# COMPLETE THE FOLLOWING
- 1) Using the Strategy Forum text, decide whether each statement agrees with it: (a) nearly half of respondents disagree with the statement put to the panel; (b) a quarter of the panelists are neutral; (c) Olav Sorenson is affiliated with Stanford. Answer yes or no for each and quote the words that decide it.
- 2) List every panelist quoted under the "Neutral" heading of the Strategy Forum text, each with the institution the text gives for that person.

# TEXT BLOCK

** begin **

It’s clear that unprovoked warfare and atrocities against civilians have been a strong motivating factor for multinational companies to make swift decisions in Russia. But will this be an example that companies learn from and apply to other geographies and parts of their supply chains where human rights violations are taking place?
In this month’s MIT Sloan Management Review Strategy Forum, we asked our panel of strategy experts to respond to the following statement: Sanctions against Russia will cause multinational companies to consider human rights protections in supply chains more broadly.
Disagree and Strongly Disagree
Nearly half (44%) of respondents disagree that Russian sanctions will drive multinational concerns on this front. “The concerns of the multinational companies are probably more geopolitics-related rather than about human rights directly,” comments Jin Li of Hong Kong University. Some panelists see the two issues as distinct (“I see no connection,” says Stanford’s John Roberts) and predict that companies will share this outlook. Alfonso Gambardella of Bocconi University notes, “I think that in the eyes of these companies, the two issues are likely to appear as independent.”
Other panelists suggest that companies won’t feel pressure to change if the public response is tepid. “Outside of extraordinary events, not that many stakeholders pay attention to what happens in companies’ supply chains,” notes Olav Sorenson of UCLA. “Most companies do not face much pressure to consider human rights in their operations.”
Caroline Flammer of Columbia University questions whether the scope of corporate concerns will extend beyond active conflict zones: “I don’t think it is the sanctions per se but rather the war itself that will make companies revisit their supply chains. … I doubt that this will extend to other human rights issues in supply chains (such as child labor, sweatshops, etc.).”
Disagree
“Multinationals are driven to grow and maximize profits. Governments are tasked with protecting the well-being of their people. … If governments have a hard time doing what’s ‘right,’ why expect multinationals to do that?”
Steve Tadelis
University of California, Berkeley
Neutral
Twenty percent of our panelists fall somewhere in the middle, expecting minimal effects for a variety of reasons. The University of Toronto’s Joshua Gans suggests an important distinction: “Human rights abuses didn’t lead to this degree of sanctions. Russia’s military aggression did. … I think this might make some more mindful, but the real effects are hard to parse.” Duke University’s Ashish Arora adds, “I am less sure how companies would respond if the conflict was taking place in Asia or Africa.”
“How much this will impact actual operations, strategy, and investment remains to be seen,” notes MIT’s Scott Stern. But Monika Schnitzer of Ludwig Maximilian University of Munich doesn’t expect lasting change: “While the current sanctions against Russia may momentarily have raised awareness of human rights issues in supply chains, based on past experience, I do not expect this effect to be long-lasting for supply chains in general.”

** end **

(Stored data entries)
** begin **

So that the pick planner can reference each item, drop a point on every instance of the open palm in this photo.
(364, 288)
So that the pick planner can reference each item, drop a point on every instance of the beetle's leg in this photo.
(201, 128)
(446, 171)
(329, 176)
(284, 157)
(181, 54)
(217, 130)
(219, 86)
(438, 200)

** end **

# PROBLEM SOLUTIONS
- 1)
(a) Yes: "Nearly half (44%) of respondents disagree"
(b) No: "Twenty percent of our panelists fall somewhere in the middle"
(c) No: "Olav Sorenson of UCLA"

- 2)
Joshua Gans (University of Toronto)
Ashish Arora (Duke University)
Scott Stern (MIT)
Monika Schnitzer (Ludwig Maximilian University of Munich)